Written problem:
Count the lines in the entries below that contain the word "wire", and reply with that number alone.

::: Available data

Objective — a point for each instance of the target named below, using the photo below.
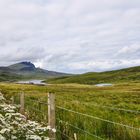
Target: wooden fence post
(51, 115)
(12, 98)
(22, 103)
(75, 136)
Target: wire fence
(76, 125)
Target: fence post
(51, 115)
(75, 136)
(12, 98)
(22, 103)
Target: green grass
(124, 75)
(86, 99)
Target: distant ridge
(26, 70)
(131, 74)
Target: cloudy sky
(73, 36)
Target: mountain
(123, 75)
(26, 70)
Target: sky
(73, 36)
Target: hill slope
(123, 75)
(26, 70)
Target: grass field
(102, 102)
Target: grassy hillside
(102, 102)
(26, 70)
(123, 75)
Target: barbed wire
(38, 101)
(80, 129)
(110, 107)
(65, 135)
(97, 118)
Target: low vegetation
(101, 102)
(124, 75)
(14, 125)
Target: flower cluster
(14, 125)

::::::
::: Available data

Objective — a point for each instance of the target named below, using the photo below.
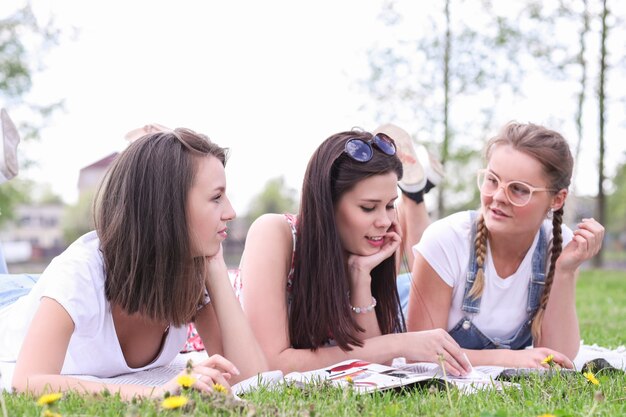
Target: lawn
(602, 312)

::::::

Result of this exercise:
2